Dataset excerpt:
* BEGIN *

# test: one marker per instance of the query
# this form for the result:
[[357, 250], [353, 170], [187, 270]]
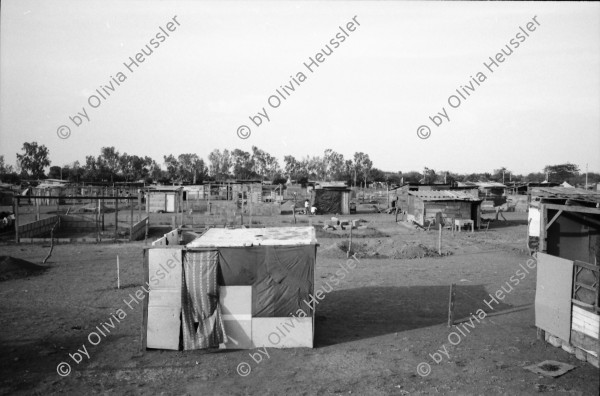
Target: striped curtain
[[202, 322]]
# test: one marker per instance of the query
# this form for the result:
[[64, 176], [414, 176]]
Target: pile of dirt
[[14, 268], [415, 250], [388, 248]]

* END *
* BEGIN *

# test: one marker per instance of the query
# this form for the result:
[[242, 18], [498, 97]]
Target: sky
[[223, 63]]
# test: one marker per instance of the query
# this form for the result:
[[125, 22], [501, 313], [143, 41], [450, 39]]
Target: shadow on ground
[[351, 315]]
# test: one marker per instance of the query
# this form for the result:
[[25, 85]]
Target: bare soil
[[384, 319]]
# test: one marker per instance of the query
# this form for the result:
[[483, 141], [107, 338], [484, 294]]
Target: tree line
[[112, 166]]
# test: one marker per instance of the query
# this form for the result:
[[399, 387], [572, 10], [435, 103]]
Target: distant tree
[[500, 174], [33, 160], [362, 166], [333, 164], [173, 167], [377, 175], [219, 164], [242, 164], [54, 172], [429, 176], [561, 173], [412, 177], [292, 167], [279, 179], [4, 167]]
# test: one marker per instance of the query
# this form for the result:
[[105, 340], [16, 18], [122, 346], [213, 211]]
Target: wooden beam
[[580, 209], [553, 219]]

* END *

What you have to do: Pull out every line of the items above that contains the string "Target", matching case exactly.

Output below:
Target: striped curtain
Target: pile of dirt
Target: sky
Target: shadow on ground
Target: bare soil
Target: tree line
Target: distant tree
Target: wooden beam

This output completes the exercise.